Задания –
A – Отредактируйте фрагмент о Лихтенштейне: перепишите его от слов "Как правило, для" до слов "картин, навеянных комиксами." включительно и замените "Фейсбук" на "Твиттер".
B – Сократите абзац фрагмента о Лихтенштейне, начинающийся словами «Лихтенштейн сразу же вознесся на вершину славы», и сохраните его основные факты.
C – Ответьте по фрагменту о Лихтенштейне:
(i) В каком стиле Лихтенштейн создавал узнаваемые реинкарнации комиксов?
(ii) Что он сделал со своими предыдущими работами?
(iii) Когда Кастелли продал все картины для первой персональной выставки Лихтенштейна?

Фрагмент страницы –
-=-=-=-=-
Как правило, для успеха достаточно одной по-настоящему хорошей идеи – взять хотя бы Фейсбук, Гугл или Джеймса Бонда, – и Лихтенштейн придумал свою. Он уничтожил и забыл все свои предыдущие работы и сосредоточился на производстве узнаваемых реинкарнаций комиксов в стиле «Бен Дэй». Через несколько недель после встречи с Лео Кастелли он принес артдилеру первую партию своих картин, навеянных комиксами.

Лихтенштейн сразу же вознесся на вершину славы, подобно героям поп-арта, которых он изображал. Кастелли быстро распродал первую партию. На следующий год он реализовал все картины, представленные Лихтенштейном для своей первой персональной выставки, еще до открытия экспозиции. Может, люди покупали его работы из-за их глубокого философского подтекста? Может, богатые коллекционеры Манхэттена задумывались о том, как художник видит их мир, намеренно гиперболизируя современный идеал совершенства? Стали бы они покупать эти картины, если бы знали, что они высмеивают бездумный, праздный образ жизни; что картины Лихтенштейна всегда изображают драму и героизм, но никогда – их последствия? Не приходило им в голову, что они заплатили большие деньги за копию никчемного ширпотреба? Или же люди бежали за картинами Лихтенштейна, потому что они были смешными и от них становилось светлее в комнате?
-=-=-=-=-
Данные –

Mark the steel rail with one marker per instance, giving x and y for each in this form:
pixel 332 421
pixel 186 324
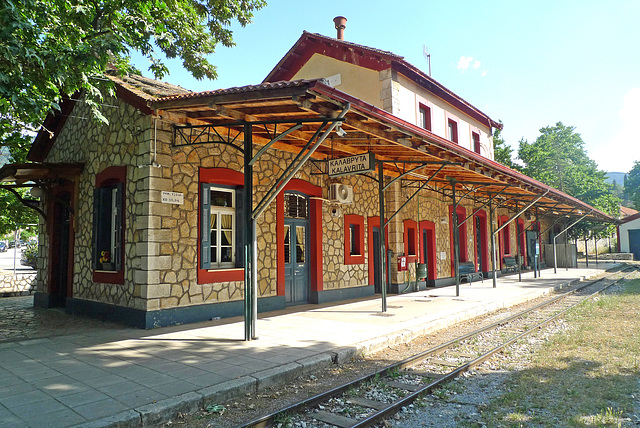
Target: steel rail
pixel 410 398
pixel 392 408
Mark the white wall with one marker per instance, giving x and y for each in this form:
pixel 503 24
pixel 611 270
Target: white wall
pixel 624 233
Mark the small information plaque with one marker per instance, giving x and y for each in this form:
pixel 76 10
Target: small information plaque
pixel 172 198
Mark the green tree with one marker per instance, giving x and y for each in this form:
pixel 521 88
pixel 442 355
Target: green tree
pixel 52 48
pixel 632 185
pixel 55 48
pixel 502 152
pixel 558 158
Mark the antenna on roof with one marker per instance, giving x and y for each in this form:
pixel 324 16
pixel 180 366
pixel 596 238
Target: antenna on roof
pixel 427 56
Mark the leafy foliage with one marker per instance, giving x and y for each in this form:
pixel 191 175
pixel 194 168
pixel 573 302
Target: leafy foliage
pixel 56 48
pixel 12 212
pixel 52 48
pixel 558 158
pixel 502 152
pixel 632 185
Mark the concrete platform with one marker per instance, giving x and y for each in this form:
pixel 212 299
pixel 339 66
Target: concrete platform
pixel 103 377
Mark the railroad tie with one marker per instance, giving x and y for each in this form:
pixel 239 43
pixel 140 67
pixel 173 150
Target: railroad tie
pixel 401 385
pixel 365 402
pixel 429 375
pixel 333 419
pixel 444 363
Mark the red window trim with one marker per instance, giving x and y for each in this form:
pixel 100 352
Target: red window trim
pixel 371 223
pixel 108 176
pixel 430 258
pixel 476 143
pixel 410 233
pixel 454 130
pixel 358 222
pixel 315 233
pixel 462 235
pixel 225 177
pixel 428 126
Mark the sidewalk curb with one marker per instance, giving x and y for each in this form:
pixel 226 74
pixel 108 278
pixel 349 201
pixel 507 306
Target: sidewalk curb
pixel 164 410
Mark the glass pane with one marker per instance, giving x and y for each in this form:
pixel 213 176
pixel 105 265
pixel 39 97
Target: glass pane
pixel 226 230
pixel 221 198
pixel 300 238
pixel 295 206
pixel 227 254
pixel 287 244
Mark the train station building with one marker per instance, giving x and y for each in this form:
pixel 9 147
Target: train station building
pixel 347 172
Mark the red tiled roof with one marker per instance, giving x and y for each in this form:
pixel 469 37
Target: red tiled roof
-=-=-=-=-
Ответы –
A –
Как правило, для успеха достаточно одной по-настоящему хорошей идеи – взять хотя бы Твиттер, Гугл или Джеймса Бонда, – и Лихтенштейн придумал свою. Он уничтожил и забыл все свои предыдущие работы и сосредоточился на производстве узнаваемых реинкарнаций комиксов в стиле «Бен Дэй». Через несколько недель после встречи с Лео Кастелли он принес артдилеру первую партию своих картин, навеянных комиксами.

B – Лихтенштейн сразу прославился. Кастелли быстро продал первую партию его картин. На следующий год все работы для первой персональной выставки Лихтенштейна были проданы еще до ее открытия. Автор спрашивает, почему их покупали. Может быть, из-за философского подтекста и насмешки над праздной жизнью, ведь на картинах есть драма и героизм, но нет их последствий. Задумывались ли покупатели, что платят за копию ширпотреба? Или картины просто были смешными и делали комнату светлее?

C –
(i) В стиле «Бен Дэй».
(ii) Уничтожил и забыл их.
(iii) На следующий год, еще до открытия экспозиции.